▶ [PAGE TEXT]:
------------------------------------------------

When I was in my late teens, in a rare moment of vulnerability, I confided in an older Christian woman about my struggle with an eating disorder. My healthy, athletic body had turned rail-thin. Exhaustion and aching, atrophying muscles took over. Baggy clothes no longer hid my private efforts of controlling food, and I could feel everyone’s eyes scanning me top to bottom, measuring how sick I was. I hated feeling exposed like that. I was out of control and my life was in danger.
But I had no clue how to stop my addiction. Good Lord….He knows I tried.
Having been an extremely private person, my confession was no small feat. I was embarrassed and ashamed and disgusted with myself for not being able to be “normal.” Just eat. And don’t throw up. How hard can that be, right? You might as well have told me to live under water. It was that impossible to do.
So there I stood with my jugular exposed to this woman, admitting my secrets in a Hail Mary attempt to get help. Addiction had whittled my worth down to nothing. My self-loathing held the knife to my neck, getting a head start on the slicing.
“It’s a sin,” She said in a flat, as-a-matter-of-biblical-fact tone. “You’re living in sin.”
I stared blankly. It’s a sin. That’s it? That’s all you can say? That’s your summary of me alternating between starving myself and throwing up every bite of food? That’s all you have to say about me standing here in front of you exposed with the burden so heavy I can’t bear it any longer? Jesus, I’m barely over 95 pounds and I can’t stop this freight train. Really? It’s a sin. Just cold, hard sin? If God had appeared in the flesh and slapped me across the face, it wouldn’t have wounded me more. That woman unknowingly buried me that day. She closed tomb of secrecy on me, leaving shame to devour me in my private hell. I felt nothing but pure humiliation and completely severed from God.

------------------------------------------------

▶ [DIRECTIONS]:
1. According to the eating disorder account, why was the writer's confession to the older Christian woman "no small feat"? Answer in one to three sentences.
2. Rewrite the paragraph of the eating disorder account that begins "When I was in my late teens" as a short bulleted list that keeps its main facts.
3. Continue the eating disorder account from the point where it stops.
The extracted data records have nothing to do with the personal account above.

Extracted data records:
------------------------------------------------

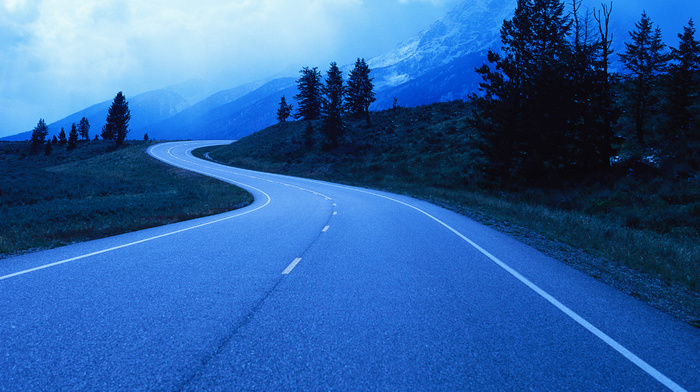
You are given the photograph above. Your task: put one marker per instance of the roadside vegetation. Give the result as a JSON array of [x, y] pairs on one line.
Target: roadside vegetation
[[633, 215], [60, 195], [554, 142]]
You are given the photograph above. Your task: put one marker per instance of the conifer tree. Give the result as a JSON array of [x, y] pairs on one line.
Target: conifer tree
[[360, 92], [284, 110], [39, 134], [62, 137], [73, 137], [84, 128], [522, 118], [332, 105], [684, 86], [309, 97], [117, 126], [645, 59]]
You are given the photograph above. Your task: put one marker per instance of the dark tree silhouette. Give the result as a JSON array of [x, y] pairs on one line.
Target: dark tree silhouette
[[62, 139], [684, 86], [117, 126], [309, 97], [73, 137], [332, 105], [645, 59], [39, 134], [284, 110], [84, 128], [360, 92]]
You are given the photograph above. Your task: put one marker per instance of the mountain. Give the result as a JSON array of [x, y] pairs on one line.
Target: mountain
[[146, 108], [438, 64], [229, 114]]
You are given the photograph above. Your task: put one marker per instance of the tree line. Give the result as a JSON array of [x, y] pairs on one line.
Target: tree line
[[331, 100], [551, 110], [116, 128]]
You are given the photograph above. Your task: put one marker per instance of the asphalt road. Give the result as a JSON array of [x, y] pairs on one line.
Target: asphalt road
[[317, 286]]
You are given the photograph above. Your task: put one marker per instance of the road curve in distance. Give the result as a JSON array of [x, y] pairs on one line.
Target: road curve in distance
[[319, 286]]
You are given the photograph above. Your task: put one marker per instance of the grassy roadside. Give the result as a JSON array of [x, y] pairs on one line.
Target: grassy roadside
[[645, 225], [97, 191]]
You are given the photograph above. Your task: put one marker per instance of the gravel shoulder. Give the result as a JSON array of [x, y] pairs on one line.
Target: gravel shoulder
[[673, 299]]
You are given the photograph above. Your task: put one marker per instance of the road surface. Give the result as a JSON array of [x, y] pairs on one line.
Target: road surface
[[317, 286]]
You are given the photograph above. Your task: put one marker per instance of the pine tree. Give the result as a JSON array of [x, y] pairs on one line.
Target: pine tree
[[62, 137], [684, 86], [360, 92], [645, 59], [117, 126], [332, 105], [39, 134], [591, 112], [84, 128], [73, 137], [284, 110], [309, 97], [523, 116]]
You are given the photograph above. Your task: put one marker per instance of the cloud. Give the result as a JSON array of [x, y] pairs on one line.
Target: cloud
[[60, 56]]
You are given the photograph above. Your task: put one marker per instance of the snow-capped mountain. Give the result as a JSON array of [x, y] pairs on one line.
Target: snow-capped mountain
[[436, 65], [471, 27], [147, 108]]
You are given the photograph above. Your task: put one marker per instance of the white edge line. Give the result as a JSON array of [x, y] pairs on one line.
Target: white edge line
[[670, 384], [667, 382], [291, 266], [146, 239]]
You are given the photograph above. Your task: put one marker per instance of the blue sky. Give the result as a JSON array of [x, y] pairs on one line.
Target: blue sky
[[60, 56]]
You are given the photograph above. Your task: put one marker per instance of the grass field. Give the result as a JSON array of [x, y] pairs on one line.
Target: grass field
[[97, 190], [644, 221]]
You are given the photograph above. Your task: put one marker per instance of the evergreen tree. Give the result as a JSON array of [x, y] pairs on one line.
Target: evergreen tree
[[39, 134], [84, 128], [523, 116], [62, 137], [360, 92], [332, 105], [645, 60], [684, 86], [604, 102], [309, 97], [591, 110], [284, 110], [73, 137], [117, 126]]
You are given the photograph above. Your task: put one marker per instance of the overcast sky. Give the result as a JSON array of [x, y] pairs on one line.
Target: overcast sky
[[60, 56]]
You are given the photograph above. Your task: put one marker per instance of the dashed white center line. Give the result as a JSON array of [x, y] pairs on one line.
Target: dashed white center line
[[291, 266]]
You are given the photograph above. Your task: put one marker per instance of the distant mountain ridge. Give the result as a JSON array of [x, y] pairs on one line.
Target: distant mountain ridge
[[436, 65], [147, 108], [471, 27]]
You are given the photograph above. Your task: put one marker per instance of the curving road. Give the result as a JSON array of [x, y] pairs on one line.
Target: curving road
[[317, 286]]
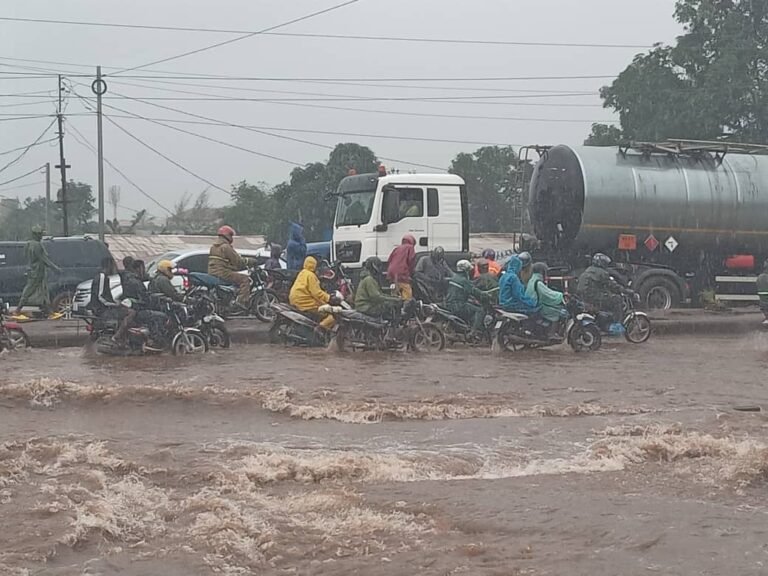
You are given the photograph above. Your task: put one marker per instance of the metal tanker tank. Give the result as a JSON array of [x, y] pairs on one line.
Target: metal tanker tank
[[583, 198]]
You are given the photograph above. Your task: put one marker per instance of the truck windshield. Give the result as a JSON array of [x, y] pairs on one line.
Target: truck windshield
[[354, 208]]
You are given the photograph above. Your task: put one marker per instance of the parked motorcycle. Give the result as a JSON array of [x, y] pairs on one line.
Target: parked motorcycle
[[202, 315], [514, 331], [12, 335], [405, 329], [225, 295], [173, 335], [637, 325]]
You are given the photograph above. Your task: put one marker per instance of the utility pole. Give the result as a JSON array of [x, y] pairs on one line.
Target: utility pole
[[99, 87], [47, 196], [62, 165]]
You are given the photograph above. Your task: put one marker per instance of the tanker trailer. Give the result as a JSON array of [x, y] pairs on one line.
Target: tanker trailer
[[674, 216]]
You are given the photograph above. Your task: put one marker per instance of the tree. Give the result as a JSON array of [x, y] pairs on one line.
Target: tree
[[604, 135], [713, 83], [303, 198], [494, 188], [252, 210]]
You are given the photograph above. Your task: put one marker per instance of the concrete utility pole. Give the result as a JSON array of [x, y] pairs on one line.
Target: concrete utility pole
[[99, 87], [47, 196], [62, 165]]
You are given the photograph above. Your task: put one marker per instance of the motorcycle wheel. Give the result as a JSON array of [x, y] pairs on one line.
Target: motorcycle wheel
[[197, 343], [262, 307], [17, 339], [637, 329], [428, 338], [219, 336], [585, 338]]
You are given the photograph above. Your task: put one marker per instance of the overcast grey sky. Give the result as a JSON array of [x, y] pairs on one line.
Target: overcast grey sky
[[567, 117]]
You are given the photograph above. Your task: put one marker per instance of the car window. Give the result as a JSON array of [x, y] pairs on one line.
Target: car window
[[12, 256], [194, 263]]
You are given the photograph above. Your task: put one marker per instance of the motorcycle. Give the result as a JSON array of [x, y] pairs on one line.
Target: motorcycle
[[173, 336], [406, 329], [637, 325], [202, 315], [12, 335], [225, 295], [297, 328], [514, 331]]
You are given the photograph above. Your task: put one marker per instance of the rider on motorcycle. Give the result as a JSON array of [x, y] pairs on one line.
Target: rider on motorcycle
[[551, 301], [307, 296], [460, 290], [161, 282], [225, 263], [598, 290], [369, 298]]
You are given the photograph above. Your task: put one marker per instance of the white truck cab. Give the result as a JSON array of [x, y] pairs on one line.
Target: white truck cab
[[375, 211]]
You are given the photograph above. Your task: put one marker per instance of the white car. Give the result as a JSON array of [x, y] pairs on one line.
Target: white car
[[192, 260]]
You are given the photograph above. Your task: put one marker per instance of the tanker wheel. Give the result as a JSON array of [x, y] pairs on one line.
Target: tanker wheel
[[659, 293]]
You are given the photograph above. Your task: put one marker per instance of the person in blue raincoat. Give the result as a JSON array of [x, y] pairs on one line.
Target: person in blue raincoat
[[296, 250], [512, 296]]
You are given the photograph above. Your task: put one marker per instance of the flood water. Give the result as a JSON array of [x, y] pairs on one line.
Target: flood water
[[649, 459]]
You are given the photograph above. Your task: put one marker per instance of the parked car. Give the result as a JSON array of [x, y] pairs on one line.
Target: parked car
[[192, 260], [79, 258]]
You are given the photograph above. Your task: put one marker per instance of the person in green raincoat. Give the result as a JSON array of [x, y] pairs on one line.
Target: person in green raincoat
[[36, 290]]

------------------------------------------------

▶ [RESULTS]:
1. The writer had been an extremely private person. The writer also felt embarrassed, ashamed and disgusted for not being able to be "normal," so admitting the struggle was very hard.

2.
- In my late teens, I confided in an older Christian woman about my eating disorder.
- My healthy, athletic body had become rail-thin, with exhaustion and aching, atrophying muscles.
- Baggy clothes no longer hid my efforts to control food, and I felt everyone watching to gauge how sick I was.
- I hated feeling exposed.
- I was out of control, and my life was in danger.

3.
Because most addicts suffer from depression and severe anxiety, confession is painful and scary. We expect rejection. We know judgment is coming. Yet the most tender, wounded parts of our hearts yearn for understanding and a soft place to fall. So when our vulnerability falls on the hard stone of someone’s icy judgment, it can feel like a death. The death of the hope of getting well.
Through my botched confession (and the subsequent ones that ushered healing), I learned there is no short cut around vulnerability; it is paramount in an addict’s life. No matter the addiction (food, porn, work, alcohol, sex, drugs, fill-in-the-blank); if people want to get well, they must share their most vulnerable moment of truth. It is sacred. It is holy. And if we’re privileged to sit across from someone who’s confessing the darkness, we need to handle that precious, brave soul with the utmost care, respect, and love.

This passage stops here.